Exercise brief. Repeat everything in the material exactly.

++++++++

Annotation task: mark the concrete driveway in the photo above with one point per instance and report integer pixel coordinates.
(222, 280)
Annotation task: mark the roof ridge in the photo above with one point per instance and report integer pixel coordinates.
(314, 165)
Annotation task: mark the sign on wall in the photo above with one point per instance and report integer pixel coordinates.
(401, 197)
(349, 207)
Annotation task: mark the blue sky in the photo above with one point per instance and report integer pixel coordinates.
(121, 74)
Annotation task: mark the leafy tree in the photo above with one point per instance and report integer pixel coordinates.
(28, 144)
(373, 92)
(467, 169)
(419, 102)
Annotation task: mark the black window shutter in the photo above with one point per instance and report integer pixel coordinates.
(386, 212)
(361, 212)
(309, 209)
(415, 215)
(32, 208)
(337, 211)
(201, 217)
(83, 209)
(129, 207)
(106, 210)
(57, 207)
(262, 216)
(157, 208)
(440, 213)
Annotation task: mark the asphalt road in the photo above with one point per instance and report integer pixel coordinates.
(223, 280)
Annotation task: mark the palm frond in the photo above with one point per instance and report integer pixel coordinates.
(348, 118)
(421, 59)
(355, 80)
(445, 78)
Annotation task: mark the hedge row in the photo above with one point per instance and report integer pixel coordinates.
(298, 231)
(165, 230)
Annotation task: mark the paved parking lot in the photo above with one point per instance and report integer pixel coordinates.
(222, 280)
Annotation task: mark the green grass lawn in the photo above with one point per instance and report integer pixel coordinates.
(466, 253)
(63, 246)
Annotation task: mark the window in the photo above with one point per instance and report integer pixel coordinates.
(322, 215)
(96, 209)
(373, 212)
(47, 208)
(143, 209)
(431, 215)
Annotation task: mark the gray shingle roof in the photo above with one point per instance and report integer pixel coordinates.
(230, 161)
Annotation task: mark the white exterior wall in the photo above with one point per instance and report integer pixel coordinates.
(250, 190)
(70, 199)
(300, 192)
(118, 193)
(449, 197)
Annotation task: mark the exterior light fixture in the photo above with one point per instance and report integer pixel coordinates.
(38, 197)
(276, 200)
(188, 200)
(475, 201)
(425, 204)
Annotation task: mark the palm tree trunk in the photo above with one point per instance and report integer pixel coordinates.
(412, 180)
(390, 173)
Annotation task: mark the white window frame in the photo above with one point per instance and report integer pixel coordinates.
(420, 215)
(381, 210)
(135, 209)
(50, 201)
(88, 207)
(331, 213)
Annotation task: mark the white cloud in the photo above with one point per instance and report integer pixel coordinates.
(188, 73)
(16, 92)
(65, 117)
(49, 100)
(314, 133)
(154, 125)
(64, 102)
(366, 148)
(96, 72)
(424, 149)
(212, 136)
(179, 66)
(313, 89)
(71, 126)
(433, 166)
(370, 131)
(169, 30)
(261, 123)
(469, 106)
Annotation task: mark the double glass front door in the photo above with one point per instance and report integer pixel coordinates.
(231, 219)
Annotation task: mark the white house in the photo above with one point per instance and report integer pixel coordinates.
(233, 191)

++++++++

Written reply.
Annotation task: mark the concrete driveway in the photo above with one point per instance and report integer pixel coordinates.
(222, 280)
Annotation task: mark the roof ridge in the photo above with one point per instance and report integer pixel coordinates.
(314, 165)
Annotation task: mark the sign on wall in the photo above with one point per instance and report integer pixel coordinates.
(401, 197)
(349, 207)
Annotation task: mark the blue sky in the photo above with one point per instance and report integer pixel coordinates.
(121, 74)
Annotation task: mark the leafy tree in the photo above with one point per instance and report integer pixel coordinates.
(28, 144)
(373, 92)
(467, 169)
(419, 102)
Annotation task: mark the black window shutter in the photo above with one point per instance and report integer pixel coordinates.
(386, 212)
(361, 212)
(309, 209)
(415, 215)
(32, 208)
(337, 211)
(201, 217)
(83, 209)
(129, 207)
(106, 210)
(57, 207)
(262, 216)
(157, 208)
(440, 213)
Annotation task: mark the asphalt road in the photo above with one point per instance and report integer pixel coordinates.
(223, 280)
Annotation task: mark the palm frond in the photo above with one point per instance and report integer pixel coordinates.
(348, 118)
(421, 59)
(355, 80)
(445, 78)
Annotation task: mark the hedge row in the photo above with one point per instance and report integer pixel coordinates.
(298, 231)
(165, 230)
Annotation task: mark the paved parking lot in the photo above with one point per instance and report integer pixel coordinates.
(222, 280)
Annotation task: mark the green grass lawn in the photo above with one point per instance and report integer pixel coordinates.
(466, 253)
(63, 246)
Annotation task: mark the window in the photo above with one point per instance and report integer pixel coordinates.
(322, 215)
(96, 209)
(373, 212)
(47, 208)
(143, 209)
(431, 215)
Annotation task: mark the gray shingle roof in the photo above with one point per instance and report integer pixel coordinates.
(230, 161)
Annotation task: mark the white exterior wall in the photo above with one point per instance and report integer pixel coordinates.
(250, 190)
(70, 199)
(300, 192)
(118, 193)
(449, 197)
Annotation task: mark the exterior light fixture in the photo above with one point per instance and report integer pixel coordinates.
(38, 197)
(276, 200)
(188, 200)
(475, 201)
(425, 204)
Annotation task: mark the palm tree trunk in the photo above with one point per instance and report integer pixel coordinates.
(412, 180)
(390, 173)
Annotation task: mark the white window frame in the photo above with one point per instance and report integer pixel coordinates.
(420, 215)
(381, 210)
(135, 209)
(50, 201)
(88, 207)
(331, 213)
Annotation task: mark the white cloud in the photo above with one point per instance and report integer pixel coordinates.
(188, 73)
(16, 92)
(65, 117)
(49, 100)
(314, 133)
(154, 125)
(64, 102)
(366, 148)
(96, 72)
(424, 149)
(212, 136)
(179, 66)
(313, 89)
(71, 126)
(433, 166)
(370, 131)
(169, 30)
(261, 123)
(469, 106)
Annotation task: mark the double glass front door in the photo above with one point per instance and report integer pixel coordinates.
(231, 219)
Annotation task: mark the white house in the photo above with one point per instance and report integer pixel coordinates.
(233, 191)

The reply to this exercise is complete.